**Directions for this task:**
Tally the lines below containing the word "cliff" and give that total alone.
Records provided below:
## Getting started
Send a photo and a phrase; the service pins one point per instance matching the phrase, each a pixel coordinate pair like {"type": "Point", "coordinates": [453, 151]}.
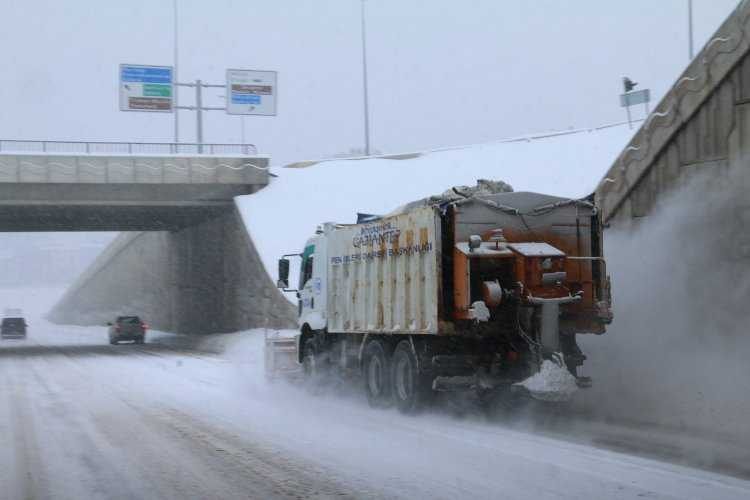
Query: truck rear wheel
{"type": "Point", "coordinates": [411, 390]}
{"type": "Point", "coordinates": [376, 369]}
{"type": "Point", "coordinates": [314, 366]}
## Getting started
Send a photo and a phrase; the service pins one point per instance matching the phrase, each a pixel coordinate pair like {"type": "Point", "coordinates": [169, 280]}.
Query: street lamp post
{"type": "Point", "coordinates": [364, 80]}
{"type": "Point", "coordinates": [690, 29]}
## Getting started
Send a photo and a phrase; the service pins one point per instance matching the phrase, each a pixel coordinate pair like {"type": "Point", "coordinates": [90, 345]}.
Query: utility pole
{"type": "Point", "coordinates": [176, 89]}
{"type": "Point", "coordinates": [364, 80]}
{"type": "Point", "coordinates": [690, 29]}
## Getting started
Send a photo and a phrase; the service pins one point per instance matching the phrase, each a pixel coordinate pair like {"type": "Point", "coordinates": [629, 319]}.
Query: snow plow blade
{"type": "Point", "coordinates": [281, 357]}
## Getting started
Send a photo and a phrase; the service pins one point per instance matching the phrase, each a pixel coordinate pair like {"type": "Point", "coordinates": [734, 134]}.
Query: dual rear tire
{"type": "Point", "coordinates": [394, 379]}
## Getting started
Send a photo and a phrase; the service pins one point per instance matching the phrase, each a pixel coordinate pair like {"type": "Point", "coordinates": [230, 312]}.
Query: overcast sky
{"type": "Point", "coordinates": [441, 72]}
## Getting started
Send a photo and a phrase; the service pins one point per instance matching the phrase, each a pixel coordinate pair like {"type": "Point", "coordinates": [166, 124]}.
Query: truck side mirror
{"type": "Point", "coordinates": [283, 281]}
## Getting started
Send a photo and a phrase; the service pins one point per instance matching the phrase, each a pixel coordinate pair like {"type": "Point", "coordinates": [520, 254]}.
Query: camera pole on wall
{"type": "Point", "coordinates": [633, 97]}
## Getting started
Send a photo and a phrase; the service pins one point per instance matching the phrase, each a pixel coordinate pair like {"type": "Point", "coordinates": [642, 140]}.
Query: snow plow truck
{"type": "Point", "coordinates": [485, 293]}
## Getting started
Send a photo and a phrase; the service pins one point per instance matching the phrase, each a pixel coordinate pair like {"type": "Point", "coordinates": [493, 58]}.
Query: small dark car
{"type": "Point", "coordinates": [127, 328]}
{"type": "Point", "coordinates": [13, 328]}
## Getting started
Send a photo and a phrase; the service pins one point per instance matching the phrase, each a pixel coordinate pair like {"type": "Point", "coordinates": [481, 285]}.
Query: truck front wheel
{"type": "Point", "coordinates": [411, 390]}
{"type": "Point", "coordinates": [376, 369]}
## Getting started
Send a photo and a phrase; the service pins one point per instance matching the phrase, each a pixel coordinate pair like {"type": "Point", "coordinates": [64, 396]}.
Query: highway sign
{"type": "Point", "coordinates": [146, 88]}
{"type": "Point", "coordinates": [636, 97]}
{"type": "Point", "coordinates": [251, 92]}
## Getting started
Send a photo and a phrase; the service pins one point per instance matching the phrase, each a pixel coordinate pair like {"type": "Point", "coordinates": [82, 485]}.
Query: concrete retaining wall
{"type": "Point", "coordinates": [203, 279]}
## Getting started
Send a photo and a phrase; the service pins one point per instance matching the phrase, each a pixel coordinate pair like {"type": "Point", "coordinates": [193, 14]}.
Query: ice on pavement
{"type": "Point", "coordinates": [551, 383]}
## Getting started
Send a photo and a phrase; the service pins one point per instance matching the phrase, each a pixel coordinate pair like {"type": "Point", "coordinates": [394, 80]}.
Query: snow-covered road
{"type": "Point", "coordinates": [82, 419]}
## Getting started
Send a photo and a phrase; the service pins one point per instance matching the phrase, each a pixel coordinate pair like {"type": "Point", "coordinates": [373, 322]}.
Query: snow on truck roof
{"type": "Point", "coordinates": [283, 215]}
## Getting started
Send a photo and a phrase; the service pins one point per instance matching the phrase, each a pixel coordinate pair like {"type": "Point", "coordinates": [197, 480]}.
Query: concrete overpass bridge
{"type": "Point", "coordinates": [700, 128]}
{"type": "Point", "coordinates": [184, 260]}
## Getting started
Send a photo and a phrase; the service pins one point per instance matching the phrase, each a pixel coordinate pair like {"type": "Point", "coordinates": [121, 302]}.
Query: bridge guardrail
{"type": "Point", "coordinates": [106, 147]}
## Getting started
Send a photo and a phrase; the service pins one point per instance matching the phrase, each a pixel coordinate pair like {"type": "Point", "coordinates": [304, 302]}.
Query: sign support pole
{"type": "Point", "coordinates": [176, 90]}
{"type": "Point", "coordinates": [199, 116]}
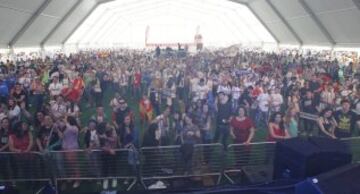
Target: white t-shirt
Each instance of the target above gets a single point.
(14, 112)
(201, 92)
(277, 100)
(235, 92)
(263, 100)
(55, 89)
(225, 89)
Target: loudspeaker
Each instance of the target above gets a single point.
(344, 180)
(300, 158)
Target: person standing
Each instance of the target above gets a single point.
(222, 118)
(345, 119)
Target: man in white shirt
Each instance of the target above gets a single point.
(55, 87)
(263, 112)
(201, 91)
(276, 100)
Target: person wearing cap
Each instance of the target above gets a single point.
(55, 87)
(4, 91)
(37, 89)
(345, 119)
(223, 118)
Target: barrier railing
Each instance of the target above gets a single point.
(354, 145)
(156, 163)
(242, 157)
(169, 162)
(22, 167)
(93, 165)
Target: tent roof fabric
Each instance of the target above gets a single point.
(35, 23)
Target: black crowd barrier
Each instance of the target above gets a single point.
(149, 165)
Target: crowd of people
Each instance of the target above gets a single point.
(205, 97)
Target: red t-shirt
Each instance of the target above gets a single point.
(241, 129)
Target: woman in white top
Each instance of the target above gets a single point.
(55, 87)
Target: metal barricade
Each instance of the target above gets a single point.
(171, 162)
(23, 167)
(242, 157)
(354, 146)
(93, 165)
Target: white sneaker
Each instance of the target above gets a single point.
(106, 184)
(114, 183)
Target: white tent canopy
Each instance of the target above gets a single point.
(36, 23)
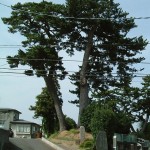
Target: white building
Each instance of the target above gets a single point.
(6, 116)
(9, 118)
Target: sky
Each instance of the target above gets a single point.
(19, 91)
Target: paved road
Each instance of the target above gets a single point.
(28, 144)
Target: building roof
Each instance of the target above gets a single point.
(21, 121)
(8, 110)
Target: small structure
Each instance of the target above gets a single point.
(9, 119)
(25, 129)
(6, 116)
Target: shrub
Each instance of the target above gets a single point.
(70, 123)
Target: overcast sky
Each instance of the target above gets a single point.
(19, 91)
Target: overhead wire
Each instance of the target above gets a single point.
(63, 60)
(77, 18)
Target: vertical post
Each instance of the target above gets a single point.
(114, 142)
(82, 134)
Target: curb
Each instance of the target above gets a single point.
(51, 144)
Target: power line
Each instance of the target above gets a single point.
(76, 18)
(18, 69)
(63, 60)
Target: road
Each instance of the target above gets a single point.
(28, 144)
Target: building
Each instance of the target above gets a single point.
(9, 119)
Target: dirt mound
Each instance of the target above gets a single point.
(69, 140)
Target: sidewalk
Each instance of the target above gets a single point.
(52, 144)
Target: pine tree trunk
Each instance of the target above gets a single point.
(84, 99)
(51, 86)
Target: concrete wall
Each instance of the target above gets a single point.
(4, 137)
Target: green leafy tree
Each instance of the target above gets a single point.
(101, 30)
(44, 107)
(42, 27)
(142, 105)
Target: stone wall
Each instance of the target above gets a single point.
(4, 137)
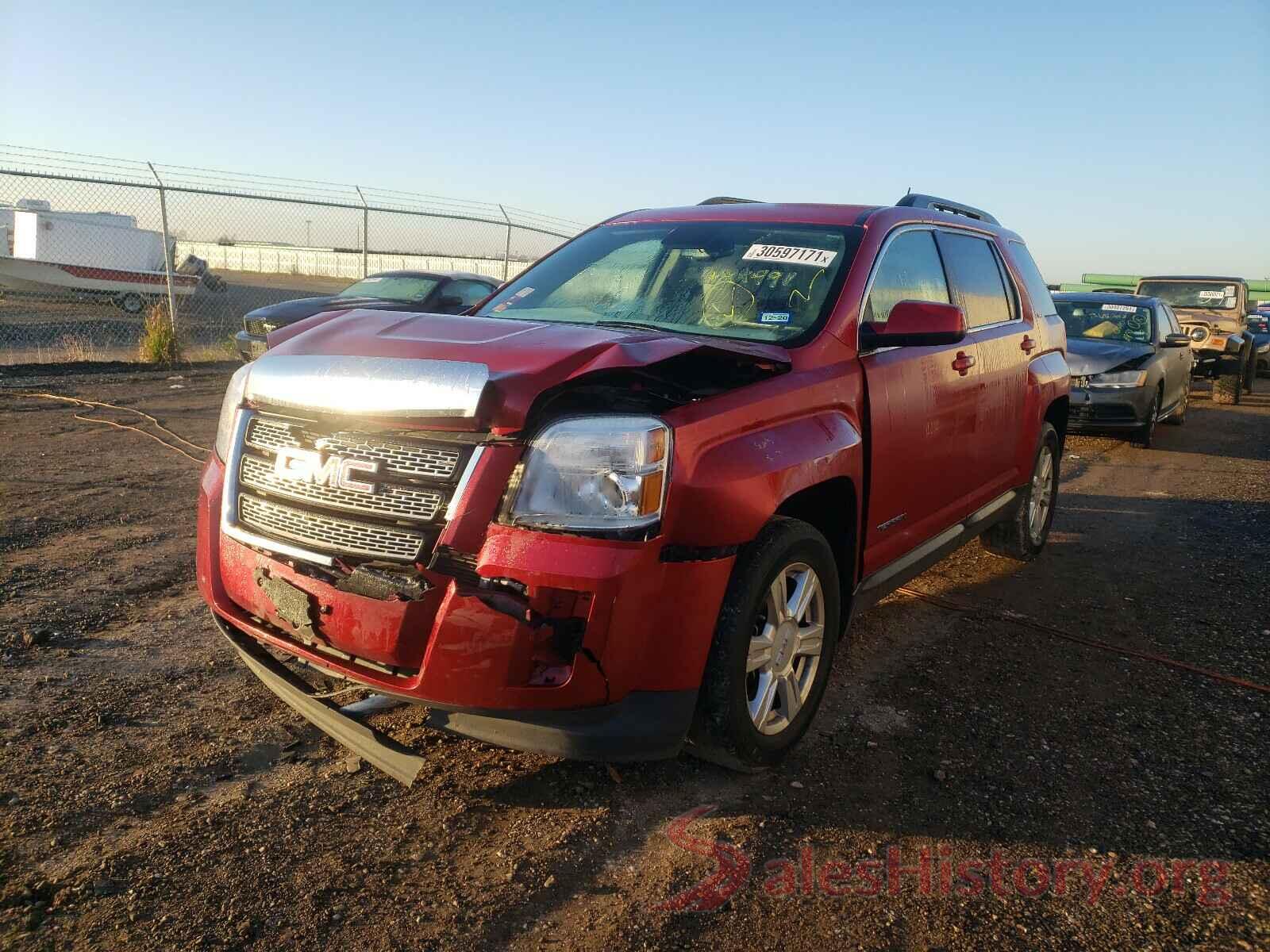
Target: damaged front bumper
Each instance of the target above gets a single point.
(632, 631)
(1092, 409)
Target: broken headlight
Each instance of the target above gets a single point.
(229, 406)
(594, 474)
(1118, 380)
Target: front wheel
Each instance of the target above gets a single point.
(1022, 536)
(772, 649)
(130, 302)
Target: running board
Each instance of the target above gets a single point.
(874, 588)
(371, 746)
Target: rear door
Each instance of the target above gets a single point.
(1176, 359)
(982, 289)
(921, 410)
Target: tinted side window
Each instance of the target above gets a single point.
(471, 292)
(910, 271)
(1035, 285)
(976, 279)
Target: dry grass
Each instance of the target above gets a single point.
(159, 340)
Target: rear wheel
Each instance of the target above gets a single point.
(1179, 416)
(772, 649)
(1226, 387)
(1022, 536)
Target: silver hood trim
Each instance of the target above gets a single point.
(368, 386)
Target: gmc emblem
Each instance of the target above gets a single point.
(334, 471)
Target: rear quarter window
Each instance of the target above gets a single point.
(1034, 285)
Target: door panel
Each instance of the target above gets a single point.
(922, 420)
(921, 412)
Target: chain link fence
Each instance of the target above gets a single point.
(90, 248)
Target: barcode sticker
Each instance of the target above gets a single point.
(787, 254)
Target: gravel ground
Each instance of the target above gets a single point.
(48, 329)
(156, 797)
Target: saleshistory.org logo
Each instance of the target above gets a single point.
(333, 471)
(933, 873)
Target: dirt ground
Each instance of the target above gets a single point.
(156, 797)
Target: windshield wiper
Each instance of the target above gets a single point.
(635, 325)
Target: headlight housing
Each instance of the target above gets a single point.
(229, 405)
(1118, 380)
(594, 474)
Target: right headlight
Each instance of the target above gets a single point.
(594, 474)
(1118, 380)
(229, 406)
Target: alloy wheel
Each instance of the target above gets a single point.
(1041, 495)
(785, 649)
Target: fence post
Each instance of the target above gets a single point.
(507, 248)
(167, 249)
(366, 224)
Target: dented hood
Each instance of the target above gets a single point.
(524, 359)
(1086, 357)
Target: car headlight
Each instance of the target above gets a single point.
(229, 406)
(1119, 380)
(594, 474)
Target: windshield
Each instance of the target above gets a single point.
(738, 279)
(391, 287)
(1193, 294)
(1106, 321)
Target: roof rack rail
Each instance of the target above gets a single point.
(914, 200)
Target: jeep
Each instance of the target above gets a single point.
(1213, 311)
(630, 503)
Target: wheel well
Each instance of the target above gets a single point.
(1056, 416)
(831, 508)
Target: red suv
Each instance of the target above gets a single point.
(632, 501)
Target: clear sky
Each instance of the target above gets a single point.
(1114, 136)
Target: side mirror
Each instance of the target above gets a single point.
(916, 324)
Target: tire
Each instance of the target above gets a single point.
(1022, 537)
(130, 302)
(1179, 416)
(762, 663)
(1147, 432)
(1226, 389)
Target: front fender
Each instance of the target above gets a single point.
(724, 495)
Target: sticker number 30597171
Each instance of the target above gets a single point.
(787, 254)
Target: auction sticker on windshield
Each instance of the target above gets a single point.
(787, 254)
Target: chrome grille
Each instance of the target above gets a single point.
(391, 499)
(329, 533)
(397, 459)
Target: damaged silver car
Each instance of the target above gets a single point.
(1130, 363)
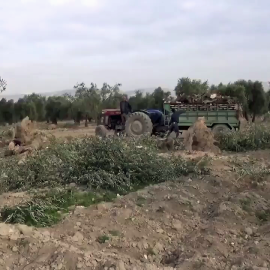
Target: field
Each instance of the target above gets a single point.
(138, 208)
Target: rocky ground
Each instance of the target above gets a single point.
(218, 221)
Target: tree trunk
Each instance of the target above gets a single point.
(253, 118)
(54, 121)
(246, 116)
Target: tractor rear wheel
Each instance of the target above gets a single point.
(137, 124)
(220, 128)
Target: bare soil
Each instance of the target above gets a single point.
(207, 222)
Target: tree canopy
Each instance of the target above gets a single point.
(88, 101)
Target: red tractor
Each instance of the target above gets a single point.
(137, 123)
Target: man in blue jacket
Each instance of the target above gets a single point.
(156, 117)
(174, 122)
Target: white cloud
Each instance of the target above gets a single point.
(52, 44)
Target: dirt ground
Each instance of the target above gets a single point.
(216, 221)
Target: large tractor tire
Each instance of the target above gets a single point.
(101, 131)
(220, 128)
(137, 124)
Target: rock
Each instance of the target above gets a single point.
(79, 265)
(103, 206)
(158, 247)
(120, 266)
(4, 229)
(222, 208)
(72, 185)
(15, 249)
(126, 213)
(177, 225)
(25, 230)
(11, 146)
(248, 231)
(159, 231)
(78, 237)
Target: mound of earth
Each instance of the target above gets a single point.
(205, 222)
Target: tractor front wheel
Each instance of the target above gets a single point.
(137, 124)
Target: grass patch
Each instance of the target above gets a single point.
(110, 164)
(103, 239)
(253, 137)
(48, 209)
(114, 165)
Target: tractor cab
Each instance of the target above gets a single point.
(111, 119)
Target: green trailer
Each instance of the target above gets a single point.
(218, 117)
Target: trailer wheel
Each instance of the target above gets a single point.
(137, 124)
(101, 131)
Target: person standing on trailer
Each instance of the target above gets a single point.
(125, 109)
(173, 124)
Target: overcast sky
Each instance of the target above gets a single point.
(50, 45)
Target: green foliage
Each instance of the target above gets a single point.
(103, 239)
(3, 85)
(255, 136)
(111, 164)
(48, 209)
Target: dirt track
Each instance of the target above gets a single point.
(208, 222)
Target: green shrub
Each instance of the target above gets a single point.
(46, 209)
(113, 164)
(254, 137)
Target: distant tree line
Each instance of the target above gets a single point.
(89, 101)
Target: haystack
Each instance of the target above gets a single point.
(199, 138)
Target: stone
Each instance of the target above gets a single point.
(25, 230)
(79, 265)
(121, 265)
(4, 229)
(72, 185)
(248, 231)
(77, 237)
(158, 247)
(177, 225)
(15, 249)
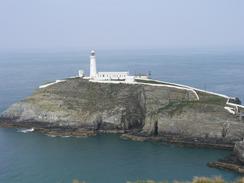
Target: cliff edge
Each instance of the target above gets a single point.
(177, 114)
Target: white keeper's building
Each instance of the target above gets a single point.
(106, 76)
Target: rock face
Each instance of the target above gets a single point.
(137, 108)
(239, 151)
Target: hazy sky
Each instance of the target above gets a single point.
(126, 24)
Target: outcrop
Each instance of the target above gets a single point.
(140, 109)
(145, 110)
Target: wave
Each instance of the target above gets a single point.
(51, 135)
(26, 130)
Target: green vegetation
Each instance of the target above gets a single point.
(194, 180)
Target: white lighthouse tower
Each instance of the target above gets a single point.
(93, 65)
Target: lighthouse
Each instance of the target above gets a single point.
(93, 65)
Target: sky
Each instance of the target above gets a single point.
(121, 24)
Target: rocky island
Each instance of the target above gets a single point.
(139, 109)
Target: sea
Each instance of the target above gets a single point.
(32, 157)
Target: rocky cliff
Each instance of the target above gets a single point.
(142, 109)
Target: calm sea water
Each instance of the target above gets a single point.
(32, 157)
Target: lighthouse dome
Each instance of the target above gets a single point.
(93, 53)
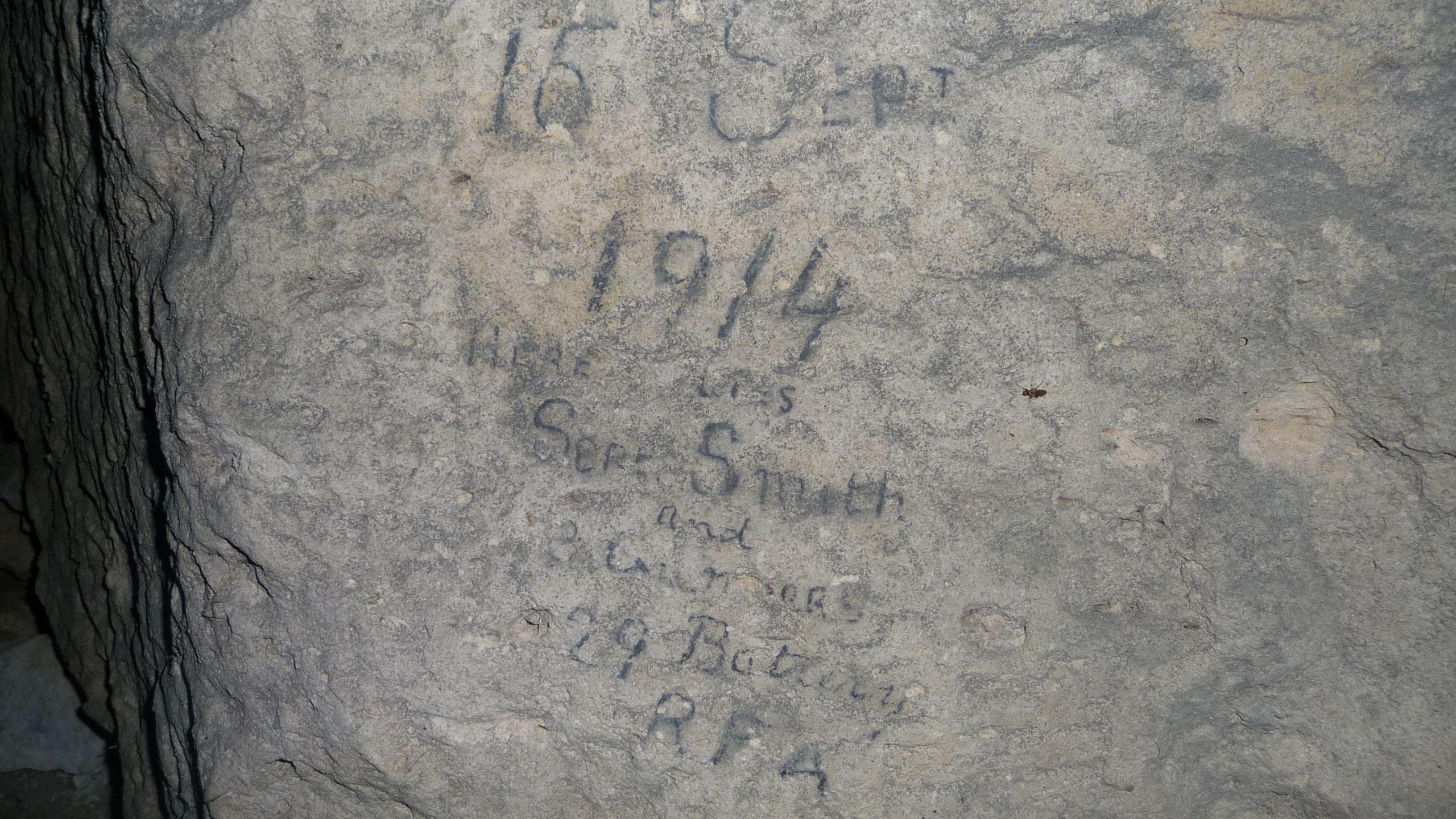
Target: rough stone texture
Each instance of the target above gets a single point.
(634, 408)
End of Records provided.
**Answer to this problem:**
2